▸ What you will do:
Return the records that follow, matching each one exactly.

Stored entries:
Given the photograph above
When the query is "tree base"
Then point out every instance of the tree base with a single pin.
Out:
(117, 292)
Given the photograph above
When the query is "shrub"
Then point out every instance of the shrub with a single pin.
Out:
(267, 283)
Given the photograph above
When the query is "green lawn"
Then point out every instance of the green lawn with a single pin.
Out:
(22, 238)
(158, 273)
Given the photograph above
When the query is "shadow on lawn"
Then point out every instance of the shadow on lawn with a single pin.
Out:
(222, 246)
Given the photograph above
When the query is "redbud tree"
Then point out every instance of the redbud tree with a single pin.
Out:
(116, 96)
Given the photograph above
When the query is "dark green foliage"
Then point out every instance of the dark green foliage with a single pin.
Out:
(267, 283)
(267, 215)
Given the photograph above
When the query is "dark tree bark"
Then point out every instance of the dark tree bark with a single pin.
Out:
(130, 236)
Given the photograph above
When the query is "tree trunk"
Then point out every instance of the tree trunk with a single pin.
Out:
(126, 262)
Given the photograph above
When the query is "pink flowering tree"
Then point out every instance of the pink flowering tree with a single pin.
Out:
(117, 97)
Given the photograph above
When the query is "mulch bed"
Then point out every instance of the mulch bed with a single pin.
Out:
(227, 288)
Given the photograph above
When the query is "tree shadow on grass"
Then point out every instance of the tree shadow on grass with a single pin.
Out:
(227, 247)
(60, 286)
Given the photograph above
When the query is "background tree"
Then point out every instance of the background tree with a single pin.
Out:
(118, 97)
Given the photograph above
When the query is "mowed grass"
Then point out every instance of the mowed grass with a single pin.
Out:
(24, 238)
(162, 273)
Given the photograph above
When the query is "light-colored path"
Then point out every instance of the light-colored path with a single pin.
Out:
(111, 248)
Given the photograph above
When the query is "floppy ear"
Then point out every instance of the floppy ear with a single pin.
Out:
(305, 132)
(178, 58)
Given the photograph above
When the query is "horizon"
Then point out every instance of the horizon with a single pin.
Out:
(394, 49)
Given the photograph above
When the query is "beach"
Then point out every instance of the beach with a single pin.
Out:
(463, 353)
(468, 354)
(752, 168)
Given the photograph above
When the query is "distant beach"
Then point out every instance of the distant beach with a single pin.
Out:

▸ Final result:
Given the photograph above
When the query is "tree base"
Then point out every instance of the tree base with a single pin.
Out:
(117, 292)
Given the photograph above
When the query is "shrub"
Then point out every instance of the shrub with a single pin.
Out:
(267, 283)
Given the photograph above
When the query is "green lawn"
Then point out every instance of the green lawn with a single pin.
Out:
(22, 238)
(158, 273)
Given the photograph above
When the query is "shadow on lawn"
Then point out every instance of the shadow on lawn with a single pin.
Out:
(222, 246)
Given the photograph above
When the query is "redbud tree"
Then point out every instance of the redbud tree with a single pin.
Out:
(116, 96)
Given the photograph above
When the query is "dark green foliage"
Then point out every instance of the dark green foliage with a single pin.
Out:
(267, 283)
(267, 215)
Given the photograph above
When the query is "dark tree bark"
Then point out every instance of the dark tree bark with a single pin.
Out:
(130, 236)
Given the photograph above
When the query is "tree trunk"
Then point out every instance of the tree trunk with a single pin.
Out:
(126, 262)
Given the photograph above
When the query is "pink flowering tree"
Then point out every instance of the pink flowering tree with a single pin.
Out:
(117, 97)
Given the photograph above
When the query is "mulch bed"
Then point out every instance of the mulch bed with a single pin.
Out:
(227, 288)
Given the photograph above
When the query is "tree shadow on grass"
Then point out every instance of the tree shadow on grass with a single pin.
Out:
(227, 247)
(60, 286)
Given the photograph above
When the query is "background tree"
Then point out every instance of the background tree with a single pin.
Out:
(118, 97)
Given the photograph above
When the query is "mowed grass"
Then point out every instance of the mowed grass with a single pin.
Out:
(24, 238)
(162, 273)
Given the photograph above
When the query is "light-colored path"
Then point out every instance of the light-colored path with a single pin.
Out:
(111, 248)
Given the photograph above
When the query is "floppy ear"
Then point out every instance of the floppy ear with a single pin.
Out:
(305, 132)
(178, 58)
Given the photograph above
When the query is "horizon"
Then point out every instance of the horizon with a single pin.
Out:
(394, 49)
Given the photograph above
When the query is "beach"
Then point out every instance of the beach with a single pin.
Out:
(463, 353)
(468, 354)
(752, 168)
Given the photograph above
When the query is "distant beach"
Then point out every instance of the distant beach with a single pin.
Out:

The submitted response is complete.